### Exercise details
Please output the lines below unchanged, character for character.

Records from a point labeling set
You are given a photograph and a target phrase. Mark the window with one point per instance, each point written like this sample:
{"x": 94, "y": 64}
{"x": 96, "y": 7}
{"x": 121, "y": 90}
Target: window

### Solution
You are given a photograph and a target phrase. Mark the window with one point per instance, each point written like this sample:
{"x": 94, "y": 64}
{"x": 96, "y": 7}
{"x": 121, "y": 90}
Target: window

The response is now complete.